__Document extract__:
|---|
Eli Lilly CEO commits to not increasing insulin prices again

Eli Lilly CEO commits to not increasing insulin prices again

Eli Lilly CEO Dave Ricks has promised not to raise prices on the company’s existing insulin products again. He was the only executive to do so before a Senate Health Committee hearing on making the life-saving diabetes drug more affordable. Sen. Bernie Sanders, the committee’s chair, asked Ricks and the CEOs of Novo Nordisk and Sanofi to commit to “never increase the price of any insulin drug again.” The three companies control over 90% of the global insulin market.

“We’ll leave our prices as they are for the insulins on the market today,” Ricks told the Vermont senator. “In fact, we’ve been cutting them.” Meanwhile, Novo Nordisk CEO Lars Fruergaard Jørgensen said the Danish company is committed to limiting price increases to “single digits.” Sanofi CEO Paul Hudson responded that the company has a “responsible pricing policy.”
|---|
Image point grounding data:
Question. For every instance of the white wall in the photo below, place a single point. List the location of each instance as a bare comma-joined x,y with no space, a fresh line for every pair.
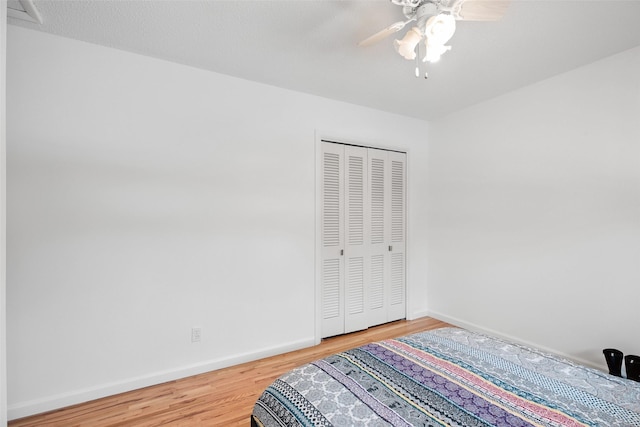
534,212
146,197
3,212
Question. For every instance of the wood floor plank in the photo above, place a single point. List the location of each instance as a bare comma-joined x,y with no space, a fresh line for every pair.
218,398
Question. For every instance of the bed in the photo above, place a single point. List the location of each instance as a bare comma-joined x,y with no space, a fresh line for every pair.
447,377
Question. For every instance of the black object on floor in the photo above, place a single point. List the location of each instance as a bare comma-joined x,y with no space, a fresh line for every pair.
632,365
614,361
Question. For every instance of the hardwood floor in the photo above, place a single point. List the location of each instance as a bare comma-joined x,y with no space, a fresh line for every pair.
219,398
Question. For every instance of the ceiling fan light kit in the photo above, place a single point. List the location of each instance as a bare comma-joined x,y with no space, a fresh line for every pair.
435,24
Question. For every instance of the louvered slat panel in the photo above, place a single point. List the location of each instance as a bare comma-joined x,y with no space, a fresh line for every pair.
331,288
376,290
331,200
397,201
377,201
397,279
355,286
355,207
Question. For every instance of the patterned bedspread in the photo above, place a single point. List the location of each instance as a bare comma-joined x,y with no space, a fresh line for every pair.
447,377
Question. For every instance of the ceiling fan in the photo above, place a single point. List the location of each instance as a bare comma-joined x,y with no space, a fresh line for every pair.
435,24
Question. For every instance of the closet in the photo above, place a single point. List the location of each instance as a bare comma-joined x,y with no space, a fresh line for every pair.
362,237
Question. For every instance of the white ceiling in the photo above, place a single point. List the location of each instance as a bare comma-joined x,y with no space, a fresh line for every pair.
310,46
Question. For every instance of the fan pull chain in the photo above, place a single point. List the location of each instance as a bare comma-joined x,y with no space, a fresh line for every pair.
420,64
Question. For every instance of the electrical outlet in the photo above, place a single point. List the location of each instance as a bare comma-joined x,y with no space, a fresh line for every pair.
196,334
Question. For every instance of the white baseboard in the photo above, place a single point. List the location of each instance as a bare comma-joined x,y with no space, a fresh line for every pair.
37,406
417,314
477,328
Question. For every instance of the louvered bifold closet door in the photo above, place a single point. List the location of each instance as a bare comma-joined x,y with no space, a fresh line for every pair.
356,257
397,242
332,240
379,235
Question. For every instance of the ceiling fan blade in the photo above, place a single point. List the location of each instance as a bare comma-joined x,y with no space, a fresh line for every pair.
393,28
481,10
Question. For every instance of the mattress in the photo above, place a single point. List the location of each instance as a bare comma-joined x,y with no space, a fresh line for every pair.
447,377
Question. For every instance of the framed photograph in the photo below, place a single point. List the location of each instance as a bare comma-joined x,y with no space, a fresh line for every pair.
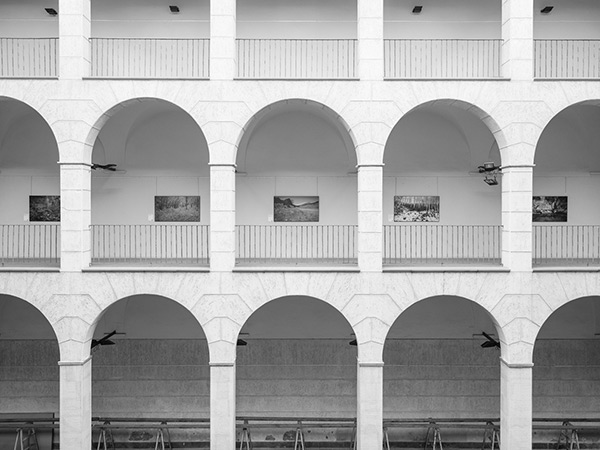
|---|
__Problem to work on__: Pick up the article on insulin prices after its final sentence and continue it.

__Exercise output__:
Companies have faced political pressure to make insulin more affordable

All three companies have faced years of political pressure to make insulin more affordable for people with diabetes. In March, they each announced that they will slash the prices of their most widely used insulin products. Lilly said it would price its Lispro injection at $25 a vial, effective May 1, and slash the price of its Humalog and Humulin injections by 70% starting in the fourth quarter. Novo Nordisk said it would cut the list price of its NovoLog insulin by 75% and lower the prices for Levemir and Novolin by 65% starting next year. Sanofi said it plans to cut the price of its most popular insulin drug, Lantus, by 78% and reduce the list price of its short-acting insulin, Apidra, by 70%.

Senators plan to ensure price cuts are effective

At the hearing, Sanders called those actions “good news” and a result of public pressure. But the senator said the committee intends to hold a hearing next year to ensure those price cuts are “in fact happening.” “We just don’t want words. We want actions,” Sanders said in his opening remarks. The hearing also gathered other major players in the insulin industry: top executives from three of the biggest pharmacy benefit managers. PBMs are the middlemen which negotiate drug prices with manufacturers on behalf of health insurance plans.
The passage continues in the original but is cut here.